_The tasks_
**A.** Retype the stretch of the Python list tutorial from "Let us create" through "indexed as 0.".
**B.** In the Python list tutorial, list each distinct variable name that is given a value with "=" in the code.
**C.** Pick up the Python list tutorial where it stops and write what comes next.

_Quoted passage_

Let us create a *list* containing the integers from 1 to 5.

In [None]:
# Create a list from 1 to 5
a = list(range(1, 6))
a

We use square brackets, i.e. [.], if we wish to access particular element(s) within the list, rather than the whole list. Remember, Python is 0-indexed, which means that the first element in the list is indexed as 0.

In [None]:
# Accessing elements in a list (Python is 0-indexed)
a[1]  # 2nd element

In [None]:
a[2]  # 3rd element

In [None]:
a[2:5]  # 3rd to 5th element

In [None]:
[a[1], a[4]]  # 2nd and 5th elements

In [None]:
z = [1 , 'a', True]; z # list of different data types

In [None]:
type(z) # confirming the data type of z

In [None]:
# Create a new list b containing the integers 6, 7, 8, 9, 10
b = list(range(6, 11))
b

In [None]:
# Combine lists a and b
c = a + b
c

In [None]:
c = a * 4; c # Appending the list 'a' four times and assigning it to 'c', then display 'c'

**Pro Tip:** The variable name simply points to an object in memory. This affects mutability:

In [None]:
a = [1, 2, 3]
b = a        # b points to the same list as a
b.append(4)
a            # Display a, Output: [1, 2, 3, 4]

---
We have to convert list in to **arrays**, if we have to perform numerical operations on them. Arrays are *ordered collections* of items (usually of the same type) stored in *contiguous memory*. Unlike lists, arrays are optimized for numerical operation.

In [None]:
# Element-wise operations using numpy arrays
a_np = np.array(a)
b_np = np.array(b)

Items from a data source:
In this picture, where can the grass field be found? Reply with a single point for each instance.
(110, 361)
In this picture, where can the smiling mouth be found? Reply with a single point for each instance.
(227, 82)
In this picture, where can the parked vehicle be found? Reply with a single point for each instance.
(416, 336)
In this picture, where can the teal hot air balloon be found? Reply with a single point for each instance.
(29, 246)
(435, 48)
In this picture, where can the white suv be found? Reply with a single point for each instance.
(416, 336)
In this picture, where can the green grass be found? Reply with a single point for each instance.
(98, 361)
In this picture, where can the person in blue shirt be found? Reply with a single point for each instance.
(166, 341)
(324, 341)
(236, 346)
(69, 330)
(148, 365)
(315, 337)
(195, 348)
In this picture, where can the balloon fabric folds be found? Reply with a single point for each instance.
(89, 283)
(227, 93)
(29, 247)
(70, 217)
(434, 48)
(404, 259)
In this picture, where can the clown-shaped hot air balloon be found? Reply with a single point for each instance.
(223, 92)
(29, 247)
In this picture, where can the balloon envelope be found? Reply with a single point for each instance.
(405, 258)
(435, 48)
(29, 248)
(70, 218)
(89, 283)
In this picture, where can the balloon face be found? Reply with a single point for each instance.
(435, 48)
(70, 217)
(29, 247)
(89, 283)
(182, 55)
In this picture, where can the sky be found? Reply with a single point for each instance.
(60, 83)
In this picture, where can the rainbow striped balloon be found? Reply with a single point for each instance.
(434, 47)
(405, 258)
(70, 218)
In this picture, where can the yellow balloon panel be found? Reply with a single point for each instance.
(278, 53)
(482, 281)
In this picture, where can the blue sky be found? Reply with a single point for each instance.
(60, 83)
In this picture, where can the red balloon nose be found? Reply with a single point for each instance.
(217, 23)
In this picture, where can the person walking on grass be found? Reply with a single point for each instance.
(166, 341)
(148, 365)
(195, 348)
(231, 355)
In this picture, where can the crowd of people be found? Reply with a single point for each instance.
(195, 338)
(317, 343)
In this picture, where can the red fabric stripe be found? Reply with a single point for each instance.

_Answers to the exercises_
**A.**
Let us create a *list* containing the integers from 1 to 5.

In [None]:
# Create a list from 1 to 5
a = list(range(1, 6))
a

We use square brackets, i.e. [.], if we wish to access particular element(s) within the list, rather than the whole list. Remember, Python is 0-indexed, which means that the first element in the list is indexed as 0.

**B.** a, z, b, c, a_np, b_np

**C.**
a_np * 0.25  # Multiply elements of a by 0.25

In [None]:
a_np + b_np  # Add elements of a and b

In [None]:
b_np - a_np  # Subtract elements of a from b

In [None]:
a_np * b_np  # Multiply elements of a and b

In [None]:
b_np / a_np  # Divide elements of b by elements of a

#### **1.3.2 Categorical Data in Python using Pandas**
Categorical data in pandas refers to a data type used for variables that take on a limited, fixed set of possible values (categories). Examples include:

Gender: ['Male', 'Female', 'Other']

Product Categories: ['Electronics', 'Clothing', 'Furniture']

Survey Ratings: ['Low', 'Medium', 'High']

In [None]:
f1 = pd.Categorical([1, 2, 3, 4, 5])
f1

In [None]:
f2 = pd.Categorical(['Male', 'Female', 'Female', 'Male', 'Female'])
f2

In [None]:
f3 = pd.Categorical(['L', 'M', 'H', 'H', 'M', 'L'])
f3

By default, categories follow lexicographical (alphabetical) order when created. However, the order can be explicitly defined if needed.

In [None]:
# Reorder the levels of f3
f3 = pd.Categorical(f3, categories=['L', 'M', 'H'], ordered=True)
f3

#### **1.3.3 Matrices**
A matrix is a two-dimensional rectangular array of numbers, symbols, or expressions arranged in rows and columns. It is a fundamental structure in linear algebra, widely used in mathematics, physics, engineering, and data science (e.g., machine learning, image processing).

We can create matrix using 'arrange' function for numPY package.

In [None]:
# Create a 3x3 matrix, filled column-wise (default in numpy)
Mat_A = np.arange(1, 10).reshape((3, 3), order='F')
Mat_A

In [None]:
# Create a 3x3 matrix, filled row-wise
Mat_B = np.arange(1, 10).reshape((3, 3), order='C')
Mat_B

In [None]:
# Create a 3x3 matrix, column-wise (explicit)
Mat_A = np.arange(1, 10).reshape((3, 3), order='F')
Mat_A

Another way to create a matrix, is by **binding multiple arrays** of the same length together. We can either bind the vectors together as column arrays using the **np.column_stack(.)** command, or as row arrays using the **np.row_stack(.)** command.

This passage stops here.